** start Records shown **
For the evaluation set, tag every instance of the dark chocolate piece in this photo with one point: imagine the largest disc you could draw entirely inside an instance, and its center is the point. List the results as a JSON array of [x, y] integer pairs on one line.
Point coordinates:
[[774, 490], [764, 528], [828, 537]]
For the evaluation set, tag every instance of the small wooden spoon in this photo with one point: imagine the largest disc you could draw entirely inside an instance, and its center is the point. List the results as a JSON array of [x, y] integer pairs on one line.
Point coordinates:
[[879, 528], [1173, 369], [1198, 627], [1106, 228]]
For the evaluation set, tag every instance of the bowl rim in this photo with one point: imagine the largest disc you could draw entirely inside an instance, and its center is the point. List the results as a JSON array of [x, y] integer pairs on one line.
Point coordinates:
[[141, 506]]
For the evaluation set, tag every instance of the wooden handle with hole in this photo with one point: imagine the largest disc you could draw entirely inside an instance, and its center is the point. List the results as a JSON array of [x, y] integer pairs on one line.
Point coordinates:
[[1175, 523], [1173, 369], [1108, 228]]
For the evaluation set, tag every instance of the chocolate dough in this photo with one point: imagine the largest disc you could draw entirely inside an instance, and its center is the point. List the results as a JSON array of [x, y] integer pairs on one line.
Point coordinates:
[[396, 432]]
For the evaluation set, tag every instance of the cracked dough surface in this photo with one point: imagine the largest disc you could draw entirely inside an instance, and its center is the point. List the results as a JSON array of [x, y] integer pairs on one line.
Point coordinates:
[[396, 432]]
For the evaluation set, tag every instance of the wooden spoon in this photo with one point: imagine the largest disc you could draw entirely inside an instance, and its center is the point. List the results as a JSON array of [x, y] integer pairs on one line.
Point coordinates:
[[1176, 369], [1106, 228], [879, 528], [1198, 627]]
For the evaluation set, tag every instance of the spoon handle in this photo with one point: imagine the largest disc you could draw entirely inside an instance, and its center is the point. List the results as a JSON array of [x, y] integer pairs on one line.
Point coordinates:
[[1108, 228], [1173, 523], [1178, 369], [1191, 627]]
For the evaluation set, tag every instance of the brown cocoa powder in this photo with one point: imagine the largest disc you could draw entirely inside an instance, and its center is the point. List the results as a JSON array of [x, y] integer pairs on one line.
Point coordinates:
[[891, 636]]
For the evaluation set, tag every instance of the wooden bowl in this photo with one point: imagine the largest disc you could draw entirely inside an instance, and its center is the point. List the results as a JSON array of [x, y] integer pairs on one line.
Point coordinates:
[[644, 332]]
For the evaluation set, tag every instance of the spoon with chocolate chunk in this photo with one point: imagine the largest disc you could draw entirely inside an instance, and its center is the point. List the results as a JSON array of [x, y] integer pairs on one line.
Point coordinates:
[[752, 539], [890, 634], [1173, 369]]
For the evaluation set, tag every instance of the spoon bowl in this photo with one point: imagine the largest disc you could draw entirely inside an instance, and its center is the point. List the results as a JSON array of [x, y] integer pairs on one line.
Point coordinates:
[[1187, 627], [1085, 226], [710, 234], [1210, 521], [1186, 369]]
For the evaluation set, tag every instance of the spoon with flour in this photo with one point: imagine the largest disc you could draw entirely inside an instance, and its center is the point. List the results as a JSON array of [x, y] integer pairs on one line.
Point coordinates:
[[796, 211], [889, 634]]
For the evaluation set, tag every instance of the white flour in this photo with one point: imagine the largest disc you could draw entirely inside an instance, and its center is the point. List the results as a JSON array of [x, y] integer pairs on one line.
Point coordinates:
** end Records shown **
** start Records shown **
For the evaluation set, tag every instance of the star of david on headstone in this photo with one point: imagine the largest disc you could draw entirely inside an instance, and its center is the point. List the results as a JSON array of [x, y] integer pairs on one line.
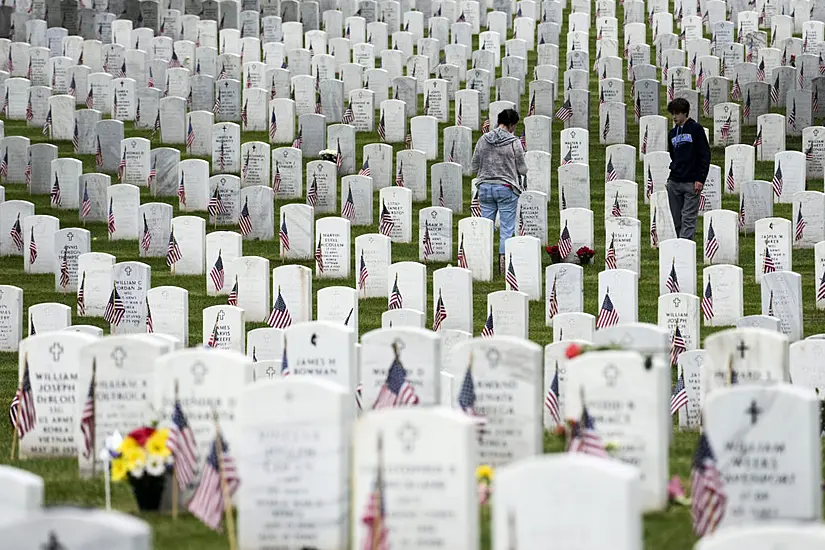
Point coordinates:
** end Records shown **
- **Exercise details**: Return the lines above exactly as they appear, from the line with "For the evaluation set, tag every instance of the small" to the line with "[[1176, 369], [1106, 228], [879, 528], [1198, 627]]", both included.

- **Solved problem**:
For the evaluation set, tag every instance of the small wooden spoon in this photo with one point: imagine the largest disc you could draw entirely inside an instance, and its center is the point. List the results as a JSON array of [x, y] integer pairs on one line.
Point coordinates:
[[879, 528], [1173, 369], [1198, 627], [1106, 228]]
For the evaluation set, tag every instance of the bowl rim in this photo with one point: imagine the largest disc you could draw entirely inside an instance, and its center is the point. List the results as a JSON array of [x, y] integer pairs on one line.
Point coordinates:
[[141, 506]]
For the evaluation set, tag every instance of the wooden handle with hole in this photo with one point: imagine the largest disc you could draw entirely inside an instance, and its center is the point. List the results as a JSON array of [x, y] integer pairs on one line.
Point coordinates:
[[1175, 523], [1173, 369], [1108, 228]]
For the evaluation set, tag every instance of the chocolate dough in this photo with one point: imagine the largest disc you could draw entirely inside an instance, and its center is the point. List the results as a JSON array of [x, y] integer pairs on one line.
Point coordinates:
[[396, 432]]
For the evaluation set, tag every instance of the cracked dough surface in this photo with one point: imagine the largest disc you could draw entirely inside an instance, and its center is the point. List the results as a JSON array of [x, y] integer pairs on one line.
Point coordinates:
[[396, 432]]
For the evaluation set, tag every instance of the wooden spoon in this photo with one point: imagine the largest disc you could draw entirely inside an instance, and its center is the point. List the results as a JSON array of [x, y] integer pairs on one line.
Point coordinates:
[[1176, 369], [1106, 228], [879, 528], [1198, 627]]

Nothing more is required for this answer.